RECORDS TO PROCESS ▸
BEGIN

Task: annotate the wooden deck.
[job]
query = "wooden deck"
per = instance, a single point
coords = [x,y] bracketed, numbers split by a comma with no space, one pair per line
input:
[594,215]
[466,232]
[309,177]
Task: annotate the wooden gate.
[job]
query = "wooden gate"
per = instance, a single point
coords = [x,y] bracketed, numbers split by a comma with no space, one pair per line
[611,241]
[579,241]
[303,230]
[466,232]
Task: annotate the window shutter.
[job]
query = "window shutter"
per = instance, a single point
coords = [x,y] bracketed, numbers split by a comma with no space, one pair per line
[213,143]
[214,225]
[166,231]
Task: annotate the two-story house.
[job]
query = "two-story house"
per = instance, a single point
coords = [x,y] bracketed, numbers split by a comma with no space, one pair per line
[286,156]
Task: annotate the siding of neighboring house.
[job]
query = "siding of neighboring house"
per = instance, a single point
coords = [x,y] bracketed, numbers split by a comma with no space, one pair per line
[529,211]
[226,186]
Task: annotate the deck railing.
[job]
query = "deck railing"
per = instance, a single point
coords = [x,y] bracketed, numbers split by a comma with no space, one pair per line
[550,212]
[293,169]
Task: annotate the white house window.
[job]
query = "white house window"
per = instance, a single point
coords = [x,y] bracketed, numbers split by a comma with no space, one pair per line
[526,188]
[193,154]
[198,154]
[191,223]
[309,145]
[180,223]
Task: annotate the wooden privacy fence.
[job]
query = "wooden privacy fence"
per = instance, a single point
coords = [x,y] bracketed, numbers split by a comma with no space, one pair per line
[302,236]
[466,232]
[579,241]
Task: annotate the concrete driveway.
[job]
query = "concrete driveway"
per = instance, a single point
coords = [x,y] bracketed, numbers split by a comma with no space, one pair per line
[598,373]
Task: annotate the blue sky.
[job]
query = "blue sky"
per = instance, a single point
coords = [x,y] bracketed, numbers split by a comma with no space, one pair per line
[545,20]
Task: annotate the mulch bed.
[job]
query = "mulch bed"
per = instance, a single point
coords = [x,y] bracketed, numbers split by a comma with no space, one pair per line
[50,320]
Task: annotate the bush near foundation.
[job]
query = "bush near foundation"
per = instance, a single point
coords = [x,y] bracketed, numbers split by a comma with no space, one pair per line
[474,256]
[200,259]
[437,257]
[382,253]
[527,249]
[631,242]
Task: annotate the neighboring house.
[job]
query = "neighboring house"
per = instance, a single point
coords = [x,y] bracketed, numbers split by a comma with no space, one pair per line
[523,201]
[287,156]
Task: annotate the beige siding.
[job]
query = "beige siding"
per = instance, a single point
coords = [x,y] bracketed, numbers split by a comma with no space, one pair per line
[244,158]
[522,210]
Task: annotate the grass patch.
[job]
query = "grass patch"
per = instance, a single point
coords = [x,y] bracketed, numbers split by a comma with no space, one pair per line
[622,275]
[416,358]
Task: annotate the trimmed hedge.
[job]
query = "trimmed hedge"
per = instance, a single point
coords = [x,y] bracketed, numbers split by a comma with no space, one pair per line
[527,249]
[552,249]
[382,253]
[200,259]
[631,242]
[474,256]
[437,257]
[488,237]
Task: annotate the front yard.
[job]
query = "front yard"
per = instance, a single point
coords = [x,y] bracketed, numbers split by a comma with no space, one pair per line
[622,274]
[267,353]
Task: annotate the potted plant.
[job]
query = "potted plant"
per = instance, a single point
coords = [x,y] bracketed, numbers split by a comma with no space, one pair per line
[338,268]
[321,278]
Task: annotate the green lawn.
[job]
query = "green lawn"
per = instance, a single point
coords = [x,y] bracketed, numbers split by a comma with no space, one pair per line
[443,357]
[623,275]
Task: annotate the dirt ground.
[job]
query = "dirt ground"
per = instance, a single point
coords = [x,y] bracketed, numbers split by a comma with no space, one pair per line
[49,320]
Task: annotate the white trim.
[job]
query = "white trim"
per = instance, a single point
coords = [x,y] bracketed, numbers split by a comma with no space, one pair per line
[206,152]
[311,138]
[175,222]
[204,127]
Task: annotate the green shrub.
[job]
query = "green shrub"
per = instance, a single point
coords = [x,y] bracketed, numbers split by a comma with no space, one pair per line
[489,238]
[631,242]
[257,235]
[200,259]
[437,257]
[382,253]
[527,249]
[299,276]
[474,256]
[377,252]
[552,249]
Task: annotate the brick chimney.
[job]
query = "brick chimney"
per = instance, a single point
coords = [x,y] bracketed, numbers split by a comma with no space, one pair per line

END

ACTIVITY ▸ Copy the lines from the entries above in which the word "mulch" appears.

ANSWER TO THIS PROBLEM ▸
Task: annotate the mulch bed.
query = "mulch bed"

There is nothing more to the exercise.